§ **Article**
──────────

# Eid Mubarak!



## Abu Rashid

Eid Mubarak (Blessed Eid) to all of the forum's Muslims.
​


----------



## azeid

السلام عليكم



كل عام و أنتم جميعاً بخير
*
Eid-al-Fitr celebration is Sunday*

 Happy Eid to all Muslim members

عيدكم مبارك
_
Eid Mubarak_

Bayramınız Mübarek Olsun

Selamat Hari Raya Idul Fitri

أعاده الله علينا جميعاً بالخير و اليمن و السعادة و البركات 
​


----------



## cherine

*Happy Eid to all the Muslims foreros and their loved ones. May it be filled with blessings, peace and happiness
*
كل سنة واحنا طيبين وبخير
​ 
 

​


----------



## londonmasri

Eid mubarak to all
​


----------



## Haroon

تقبل الله منا ومنكم سائر الأعمال


----------



## Mahaodeh

كل سنة وانتو سالمين وعساكم من عوّاده


----------



## yasmeena

Eid Mubarak 
كل عام وأنتم بخير


----------



## Faylasoof

عید مبارک
A very Happy Eid to all!

──────────

§ **Material supplied**
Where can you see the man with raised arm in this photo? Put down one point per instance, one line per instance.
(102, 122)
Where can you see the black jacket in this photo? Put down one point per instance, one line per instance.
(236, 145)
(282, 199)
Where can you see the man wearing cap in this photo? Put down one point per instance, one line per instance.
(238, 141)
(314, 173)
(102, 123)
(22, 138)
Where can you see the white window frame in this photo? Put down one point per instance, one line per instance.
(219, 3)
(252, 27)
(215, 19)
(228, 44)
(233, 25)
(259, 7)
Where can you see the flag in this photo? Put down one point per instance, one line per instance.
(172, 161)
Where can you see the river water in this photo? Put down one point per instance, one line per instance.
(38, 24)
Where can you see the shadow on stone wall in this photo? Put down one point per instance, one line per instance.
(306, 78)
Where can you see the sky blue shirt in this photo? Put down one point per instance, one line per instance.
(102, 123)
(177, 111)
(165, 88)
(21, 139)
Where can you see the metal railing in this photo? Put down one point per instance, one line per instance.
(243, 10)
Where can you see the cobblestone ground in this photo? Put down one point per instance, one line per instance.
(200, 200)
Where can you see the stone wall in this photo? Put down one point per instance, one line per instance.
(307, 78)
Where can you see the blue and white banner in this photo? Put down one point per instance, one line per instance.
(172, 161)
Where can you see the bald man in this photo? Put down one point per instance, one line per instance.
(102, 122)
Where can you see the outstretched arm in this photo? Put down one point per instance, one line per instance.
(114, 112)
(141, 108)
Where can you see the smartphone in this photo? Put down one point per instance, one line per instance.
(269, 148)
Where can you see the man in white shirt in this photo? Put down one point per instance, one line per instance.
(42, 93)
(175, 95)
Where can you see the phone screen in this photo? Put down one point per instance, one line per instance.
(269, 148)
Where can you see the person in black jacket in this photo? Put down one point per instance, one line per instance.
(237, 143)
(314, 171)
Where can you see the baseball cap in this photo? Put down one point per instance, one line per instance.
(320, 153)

──────────

§ **Required task A**
Edit everything in the records from the line containing "Where can you see the person" down to the last line of the records by replacing "black jacket" with "dark coat", and leave all else unchanged.
§ **Required task B**
Pick up the Eid greetings thread after its last post and continue it.
The Eid greetings thread and the records are separate material with no connection between them.

§ **Answer A**
Where can you see the person in dark coat in this photo? Put down one point per instance, one line per instance.
(237, 143)
(314, 171)
Where can you see the baseball cap in this photo? Put down one point per instance, one line per instance.
(320, 153)

§ **Answer B**
----------



## Masood

Eid Mubarak, everyone!

(Now I can get back to cycling to work and playing footie....woo-hoo!!)


----------



## Haroon

Eid Mubark


----------



## لنـا

عيد مبارك... اعاده الله عليكم بالخير والطاعات
عيد شهيد!!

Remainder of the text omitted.